■ Task to complete
Your response should consist of the entries below, written out exactly.

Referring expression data
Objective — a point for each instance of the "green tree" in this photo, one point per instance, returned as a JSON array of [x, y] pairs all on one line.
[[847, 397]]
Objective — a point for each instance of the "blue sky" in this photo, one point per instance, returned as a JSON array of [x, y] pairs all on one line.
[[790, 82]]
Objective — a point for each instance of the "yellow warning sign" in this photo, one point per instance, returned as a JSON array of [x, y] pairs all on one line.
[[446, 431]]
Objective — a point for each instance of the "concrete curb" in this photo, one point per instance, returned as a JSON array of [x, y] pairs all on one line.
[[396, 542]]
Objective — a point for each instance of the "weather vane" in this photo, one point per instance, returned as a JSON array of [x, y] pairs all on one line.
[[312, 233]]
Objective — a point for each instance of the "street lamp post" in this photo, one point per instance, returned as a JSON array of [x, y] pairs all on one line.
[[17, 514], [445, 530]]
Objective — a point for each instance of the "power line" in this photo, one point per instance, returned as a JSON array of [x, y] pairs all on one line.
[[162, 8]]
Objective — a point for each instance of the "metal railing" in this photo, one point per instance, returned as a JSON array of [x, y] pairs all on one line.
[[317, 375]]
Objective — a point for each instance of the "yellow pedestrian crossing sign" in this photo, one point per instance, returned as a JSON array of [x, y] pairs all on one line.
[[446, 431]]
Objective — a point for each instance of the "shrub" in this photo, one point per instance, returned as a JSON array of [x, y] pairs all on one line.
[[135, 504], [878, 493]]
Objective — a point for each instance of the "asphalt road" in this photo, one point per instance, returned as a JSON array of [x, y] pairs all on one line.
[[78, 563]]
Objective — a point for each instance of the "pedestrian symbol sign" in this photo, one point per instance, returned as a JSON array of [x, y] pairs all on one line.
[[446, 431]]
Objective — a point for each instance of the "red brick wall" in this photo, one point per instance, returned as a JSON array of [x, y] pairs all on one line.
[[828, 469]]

■ Final answer
Objective — a point for each instance of the "green tree" in this photo, one point per instance, returned as a JSON array of [x, y] pairs all on one line.
[[847, 397]]
Objective — a point for each instance of the "blue sky" in this photo, one point per instance, returned as a JSON array of [x, y] pairs all on one line.
[[790, 82]]
Objective — a point for each instance of the "yellow warning sign" in this photo, one point per instance, returned as a JSON array of [x, y] pairs all on one line.
[[446, 431]]
Objective — a point for each instance of the "concrete curb" in this photo, one point per instance, returned as a JSON array of [x, y] pairs all on one line.
[[396, 542]]
Objective — a point for each instance of the "weather vane" in this photo, one point per instance, returned as a JSON array of [x, y] pairs all on one line.
[[312, 233]]
Objective — a point for each instance of the "street lamp post" in this photo, one point per instance, returned as a JSON array of [x, y] pairs all on one line.
[[17, 514], [445, 530]]
Objective — a point for each instance of the "power line" in this photo, one point per instance, returned as a JSON array of [x, y] pairs all on one line.
[[162, 8]]
Objective — a point for each instance of the "metal railing" in this photo, one point per instance, returned as a JSON array of [x, y] pairs all on one line.
[[317, 375]]
Objective — a point for each instance of the "yellow pedestrian crossing sign" in this photo, one point per instance, returned as a JSON array of [x, y] pairs all on one line.
[[446, 431]]
Objective — a point for each instance of the "shrub" in this photo, one point per instance, returned as a JSON array of [x, y] pairs all on one line.
[[135, 504], [878, 493]]
Objective — a point for each instance of the "asphalt road" in this photo, one point per instance, returned as a JSON array of [x, y] pairs all on one line.
[[78, 563]]
Objective — a point for each instance of the "pedestrian symbol sign" in this photo, one point per instance, returned as a JSON array of [x, y] pairs all on one line.
[[446, 431]]
Objective — a point for each instance of the "red brick wall" in this photo, one point per instance, returned as a JSON array of [x, y] pairs all on one line.
[[828, 469]]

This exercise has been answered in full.